▶ STATED TASK
Render the following records as a numbered list, omitting any blank lines.

▶ DATASET EXTRACT

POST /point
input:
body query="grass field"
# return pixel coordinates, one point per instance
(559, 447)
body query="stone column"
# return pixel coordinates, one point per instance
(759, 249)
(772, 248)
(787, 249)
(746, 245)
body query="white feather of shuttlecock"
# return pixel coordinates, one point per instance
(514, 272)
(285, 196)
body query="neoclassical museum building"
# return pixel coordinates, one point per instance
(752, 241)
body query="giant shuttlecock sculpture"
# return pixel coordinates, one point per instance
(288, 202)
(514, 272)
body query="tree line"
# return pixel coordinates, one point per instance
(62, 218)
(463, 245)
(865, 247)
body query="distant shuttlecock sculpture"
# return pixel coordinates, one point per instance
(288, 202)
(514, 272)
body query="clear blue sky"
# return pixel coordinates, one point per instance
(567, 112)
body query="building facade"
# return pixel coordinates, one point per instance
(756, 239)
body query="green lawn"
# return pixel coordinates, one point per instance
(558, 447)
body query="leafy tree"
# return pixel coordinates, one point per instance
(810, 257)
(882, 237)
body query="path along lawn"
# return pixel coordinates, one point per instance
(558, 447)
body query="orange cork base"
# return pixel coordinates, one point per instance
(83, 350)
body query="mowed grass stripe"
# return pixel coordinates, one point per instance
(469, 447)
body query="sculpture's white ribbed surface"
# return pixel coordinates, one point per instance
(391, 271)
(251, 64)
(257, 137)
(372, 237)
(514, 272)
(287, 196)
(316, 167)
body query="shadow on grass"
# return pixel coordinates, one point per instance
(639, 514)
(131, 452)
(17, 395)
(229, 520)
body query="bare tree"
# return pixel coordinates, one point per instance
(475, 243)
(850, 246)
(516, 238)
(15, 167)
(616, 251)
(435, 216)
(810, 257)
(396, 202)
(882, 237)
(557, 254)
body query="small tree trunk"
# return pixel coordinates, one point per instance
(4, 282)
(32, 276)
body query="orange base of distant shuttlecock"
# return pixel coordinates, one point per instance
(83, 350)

▶ WRITTEN SOLUTION
1. POST /point
2. input:
3. body query="grass field"
4. # return pixel coordinates, one point per instance
5. (559, 447)
6. body query="stone column"
7. # return pixel coordinates, one point per instance
8. (759, 249)
9. (772, 248)
10. (787, 249)
11. (746, 245)
12. body query="white feather of shuttlecock"
13. # return pixel coordinates, one point per instance
14. (514, 272)
15. (285, 196)
16. body query="neoclassical museum building"
17. # return pixel coordinates, one point per instance
18. (752, 241)
19. body query="giant shuttlecock sculpture"
20. # return pixel coordinates, one point per instance
21. (288, 202)
22. (514, 272)
23. body query="tree line"
24. # return pixel coordinates, one point per instance
25. (62, 218)
26. (463, 245)
27. (865, 247)
28. body query="distant shuttlecock sculpture"
29. # return pixel coordinates, one point per instance
30. (288, 202)
31. (514, 272)
32. body query="clear blue sky"
33. # return pixel coordinates, one point per instance
34. (567, 112)
35. body query="building facade"
36. # return pixel coordinates, one point per instance
37. (756, 239)
38. body query="green lawn"
39. # return pixel coordinates, one point per instance
40. (558, 447)
41. body query="leafy tree"
42. # return pixel coordinates, one point per instance
43. (810, 257)
44. (882, 237)
45. body query="path along lawn"
46. # return pixel coordinates, one point per instance
47. (558, 447)
48. body query="orange cork base"
49. # return pixel coordinates, one point per instance
50. (83, 350)
51. body query="mowed grass stripe"
52. # return pixel coordinates, one point per instance
53. (469, 447)
54. body query="sculpture's white ribbed surface"
55. # return pixel coordinates, one point per instance
56. (391, 271)
57. (251, 64)
58. (257, 137)
59. (372, 237)
60. (514, 272)
61. (287, 196)
62. (316, 167)
63. body query="shadow on grass"
64. # return pixel coordinates, one point per instance
65. (639, 514)
66. (131, 452)
67. (17, 395)
68. (229, 520)
69. body query="bare tree"
70. # return pixel coordinates, one point per instance
71. (475, 243)
72. (850, 246)
73. (516, 238)
74. (15, 167)
75. (616, 251)
76. (435, 216)
77. (810, 257)
78. (396, 202)
79. (882, 237)
80. (557, 254)
81. body query="small tree trunk"
82. # return pixel coordinates, one point per instance
83. (4, 282)
84. (32, 276)
85. body query="orange base of distant shuttlecock"
86. # return pixel coordinates, one point per instance
87. (83, 350)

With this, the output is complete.